## WRITTEN TASK:
Reproduce only the lines from the line containing "Batch job #47 — class: shrub." up to and including the line containing "498;483;831;668", renaming "shrub" to "bush" and leaving everything else unchanged.

## DATA FOR PROCESSING:
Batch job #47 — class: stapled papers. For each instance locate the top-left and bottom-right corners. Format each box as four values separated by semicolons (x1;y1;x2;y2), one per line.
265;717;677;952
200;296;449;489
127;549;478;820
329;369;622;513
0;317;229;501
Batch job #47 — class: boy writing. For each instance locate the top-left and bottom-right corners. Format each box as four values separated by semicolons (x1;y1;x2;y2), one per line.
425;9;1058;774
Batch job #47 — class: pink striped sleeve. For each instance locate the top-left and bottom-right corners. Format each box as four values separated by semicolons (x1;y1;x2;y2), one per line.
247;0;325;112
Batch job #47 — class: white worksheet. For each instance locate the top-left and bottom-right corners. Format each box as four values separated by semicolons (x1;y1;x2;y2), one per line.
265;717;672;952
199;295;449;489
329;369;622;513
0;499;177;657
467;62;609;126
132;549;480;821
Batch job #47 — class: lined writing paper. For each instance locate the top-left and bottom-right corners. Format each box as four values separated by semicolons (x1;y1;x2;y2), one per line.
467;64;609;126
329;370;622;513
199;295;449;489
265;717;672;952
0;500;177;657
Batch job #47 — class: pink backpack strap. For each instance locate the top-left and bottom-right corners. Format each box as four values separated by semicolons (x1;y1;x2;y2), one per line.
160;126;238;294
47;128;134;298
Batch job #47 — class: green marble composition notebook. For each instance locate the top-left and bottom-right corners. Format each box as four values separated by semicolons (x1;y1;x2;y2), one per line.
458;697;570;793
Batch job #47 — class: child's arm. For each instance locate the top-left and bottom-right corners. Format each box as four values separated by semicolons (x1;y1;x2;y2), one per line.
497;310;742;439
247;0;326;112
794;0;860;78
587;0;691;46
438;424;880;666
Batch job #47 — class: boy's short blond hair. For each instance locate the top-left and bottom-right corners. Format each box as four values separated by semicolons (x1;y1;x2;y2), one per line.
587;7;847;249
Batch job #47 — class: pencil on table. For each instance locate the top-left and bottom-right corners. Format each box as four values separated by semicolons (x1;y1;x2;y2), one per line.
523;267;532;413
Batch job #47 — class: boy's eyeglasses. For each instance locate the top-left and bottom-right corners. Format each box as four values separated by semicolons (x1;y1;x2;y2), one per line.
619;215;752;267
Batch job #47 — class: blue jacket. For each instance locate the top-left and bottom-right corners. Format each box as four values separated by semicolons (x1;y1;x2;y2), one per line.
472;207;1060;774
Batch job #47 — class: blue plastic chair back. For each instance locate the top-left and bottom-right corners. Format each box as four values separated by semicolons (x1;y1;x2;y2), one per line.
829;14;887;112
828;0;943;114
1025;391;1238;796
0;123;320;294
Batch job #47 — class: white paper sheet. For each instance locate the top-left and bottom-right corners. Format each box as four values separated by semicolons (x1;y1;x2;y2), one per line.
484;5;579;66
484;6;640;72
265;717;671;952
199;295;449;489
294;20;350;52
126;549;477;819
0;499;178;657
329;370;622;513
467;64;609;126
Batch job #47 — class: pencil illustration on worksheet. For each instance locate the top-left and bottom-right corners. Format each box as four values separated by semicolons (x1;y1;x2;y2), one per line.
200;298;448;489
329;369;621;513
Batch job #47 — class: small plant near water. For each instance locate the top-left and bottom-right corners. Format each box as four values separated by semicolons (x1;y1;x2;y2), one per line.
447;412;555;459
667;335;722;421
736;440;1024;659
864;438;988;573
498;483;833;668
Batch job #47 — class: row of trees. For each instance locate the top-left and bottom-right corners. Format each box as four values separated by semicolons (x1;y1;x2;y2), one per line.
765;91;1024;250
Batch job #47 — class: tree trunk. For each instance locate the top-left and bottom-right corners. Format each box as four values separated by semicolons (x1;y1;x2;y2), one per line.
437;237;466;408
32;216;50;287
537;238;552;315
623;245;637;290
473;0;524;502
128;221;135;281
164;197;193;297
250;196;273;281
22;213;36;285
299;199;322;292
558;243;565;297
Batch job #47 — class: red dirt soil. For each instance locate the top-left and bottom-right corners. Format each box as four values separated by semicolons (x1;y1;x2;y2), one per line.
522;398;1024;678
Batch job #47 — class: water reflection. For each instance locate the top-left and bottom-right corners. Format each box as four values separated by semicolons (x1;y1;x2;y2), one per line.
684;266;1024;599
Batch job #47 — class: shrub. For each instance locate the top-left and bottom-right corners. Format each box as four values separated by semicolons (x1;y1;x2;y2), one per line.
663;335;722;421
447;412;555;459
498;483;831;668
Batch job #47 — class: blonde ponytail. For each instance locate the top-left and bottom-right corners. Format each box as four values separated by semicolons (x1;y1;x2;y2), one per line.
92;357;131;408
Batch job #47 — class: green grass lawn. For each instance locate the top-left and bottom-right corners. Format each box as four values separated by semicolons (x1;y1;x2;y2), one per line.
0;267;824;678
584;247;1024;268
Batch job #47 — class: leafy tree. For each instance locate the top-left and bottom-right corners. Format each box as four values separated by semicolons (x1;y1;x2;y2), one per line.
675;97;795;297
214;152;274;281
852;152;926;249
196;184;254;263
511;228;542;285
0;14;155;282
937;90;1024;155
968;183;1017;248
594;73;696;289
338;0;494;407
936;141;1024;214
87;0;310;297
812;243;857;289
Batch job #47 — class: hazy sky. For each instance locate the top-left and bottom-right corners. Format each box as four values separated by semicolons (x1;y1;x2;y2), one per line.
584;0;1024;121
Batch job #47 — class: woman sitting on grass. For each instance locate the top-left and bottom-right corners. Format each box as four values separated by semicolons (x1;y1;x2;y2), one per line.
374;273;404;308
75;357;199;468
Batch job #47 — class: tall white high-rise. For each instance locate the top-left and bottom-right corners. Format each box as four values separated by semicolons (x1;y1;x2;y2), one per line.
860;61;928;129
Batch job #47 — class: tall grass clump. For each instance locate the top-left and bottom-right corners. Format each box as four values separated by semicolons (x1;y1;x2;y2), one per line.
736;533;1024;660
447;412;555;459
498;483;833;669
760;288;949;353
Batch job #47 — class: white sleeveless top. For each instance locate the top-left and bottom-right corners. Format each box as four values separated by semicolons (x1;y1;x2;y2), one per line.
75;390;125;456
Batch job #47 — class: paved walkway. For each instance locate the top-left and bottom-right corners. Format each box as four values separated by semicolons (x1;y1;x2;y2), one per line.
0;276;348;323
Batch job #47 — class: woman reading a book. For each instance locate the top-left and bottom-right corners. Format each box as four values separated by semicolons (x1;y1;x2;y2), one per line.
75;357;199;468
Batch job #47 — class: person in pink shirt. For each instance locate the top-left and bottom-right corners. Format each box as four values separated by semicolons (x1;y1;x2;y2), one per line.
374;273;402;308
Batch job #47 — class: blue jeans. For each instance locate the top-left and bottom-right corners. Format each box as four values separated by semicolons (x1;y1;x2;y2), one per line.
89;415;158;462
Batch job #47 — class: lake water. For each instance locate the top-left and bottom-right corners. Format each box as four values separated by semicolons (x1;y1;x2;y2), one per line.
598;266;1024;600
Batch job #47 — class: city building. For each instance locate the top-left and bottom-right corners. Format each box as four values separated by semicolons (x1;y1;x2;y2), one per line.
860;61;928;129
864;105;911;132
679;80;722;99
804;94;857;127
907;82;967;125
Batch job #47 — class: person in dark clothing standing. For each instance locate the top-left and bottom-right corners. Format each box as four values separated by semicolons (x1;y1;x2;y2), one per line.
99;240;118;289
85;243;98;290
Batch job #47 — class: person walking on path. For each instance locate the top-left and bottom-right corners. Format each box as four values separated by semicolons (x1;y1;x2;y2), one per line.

## RESPONSE:
Batch job #47 — class: bush. For each instance locate the top-left and bottom-right corners. Format each box as four values separated by semicolons (x1;y1;x2;y2), one per line.
663;335;722;421
447;412;555;459
498;483;831;668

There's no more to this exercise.